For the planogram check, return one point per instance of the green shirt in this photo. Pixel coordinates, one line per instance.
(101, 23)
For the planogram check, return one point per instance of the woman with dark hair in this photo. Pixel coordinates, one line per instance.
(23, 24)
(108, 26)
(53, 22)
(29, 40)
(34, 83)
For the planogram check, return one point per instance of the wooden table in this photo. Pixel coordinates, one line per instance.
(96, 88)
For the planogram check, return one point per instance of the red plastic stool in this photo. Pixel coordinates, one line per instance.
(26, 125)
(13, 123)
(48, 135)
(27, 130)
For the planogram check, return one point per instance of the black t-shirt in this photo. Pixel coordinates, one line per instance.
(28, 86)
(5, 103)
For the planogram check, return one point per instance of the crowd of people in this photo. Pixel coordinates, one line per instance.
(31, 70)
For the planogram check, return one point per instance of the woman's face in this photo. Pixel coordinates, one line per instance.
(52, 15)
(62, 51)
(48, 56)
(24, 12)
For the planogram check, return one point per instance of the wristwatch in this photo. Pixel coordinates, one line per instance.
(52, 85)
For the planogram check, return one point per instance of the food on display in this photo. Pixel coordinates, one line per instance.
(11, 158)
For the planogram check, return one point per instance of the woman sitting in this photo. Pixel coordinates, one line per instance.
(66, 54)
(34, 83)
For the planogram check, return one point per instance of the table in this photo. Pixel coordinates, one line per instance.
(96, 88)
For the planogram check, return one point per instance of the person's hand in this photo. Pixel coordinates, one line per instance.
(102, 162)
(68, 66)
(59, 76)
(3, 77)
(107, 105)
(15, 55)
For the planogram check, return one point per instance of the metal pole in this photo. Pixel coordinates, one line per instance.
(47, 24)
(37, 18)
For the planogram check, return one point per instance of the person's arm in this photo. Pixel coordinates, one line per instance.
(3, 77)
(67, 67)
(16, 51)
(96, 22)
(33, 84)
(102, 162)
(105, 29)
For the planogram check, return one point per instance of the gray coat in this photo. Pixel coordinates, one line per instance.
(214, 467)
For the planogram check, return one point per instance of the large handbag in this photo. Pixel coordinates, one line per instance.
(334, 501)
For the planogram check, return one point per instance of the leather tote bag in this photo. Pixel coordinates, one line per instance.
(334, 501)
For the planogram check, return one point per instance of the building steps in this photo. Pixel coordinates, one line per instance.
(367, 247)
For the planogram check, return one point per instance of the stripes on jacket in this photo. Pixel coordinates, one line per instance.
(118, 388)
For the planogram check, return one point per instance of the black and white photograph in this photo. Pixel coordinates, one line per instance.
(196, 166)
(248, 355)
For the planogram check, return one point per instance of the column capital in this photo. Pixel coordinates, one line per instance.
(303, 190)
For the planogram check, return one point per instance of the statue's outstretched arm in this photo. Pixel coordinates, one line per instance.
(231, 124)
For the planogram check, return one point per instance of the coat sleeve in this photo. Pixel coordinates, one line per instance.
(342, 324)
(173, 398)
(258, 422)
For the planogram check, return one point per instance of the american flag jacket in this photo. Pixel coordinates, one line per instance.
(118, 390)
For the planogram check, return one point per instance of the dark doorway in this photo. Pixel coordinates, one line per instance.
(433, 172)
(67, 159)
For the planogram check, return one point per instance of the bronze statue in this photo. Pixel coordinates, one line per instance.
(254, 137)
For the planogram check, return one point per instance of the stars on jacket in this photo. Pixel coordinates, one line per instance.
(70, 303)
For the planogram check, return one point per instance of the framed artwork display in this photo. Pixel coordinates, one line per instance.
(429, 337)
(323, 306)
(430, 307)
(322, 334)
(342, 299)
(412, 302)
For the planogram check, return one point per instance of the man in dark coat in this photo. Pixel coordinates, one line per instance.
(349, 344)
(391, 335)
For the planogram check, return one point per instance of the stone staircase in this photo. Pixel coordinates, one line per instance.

○ ○ ○ ○

Work request:
Start at the line containing "man in dark" and return each line up to and including the last line of the material.

Output for this task:
For the planogram check, return one point per instance of the man in dark coat in this photo. Pixel coordinates, one line per instance.
(349, 344)
(391, 335)
For the planogram check, return one point per instance of the stone staircase in this photo. Pixel coordinates, one line per instance.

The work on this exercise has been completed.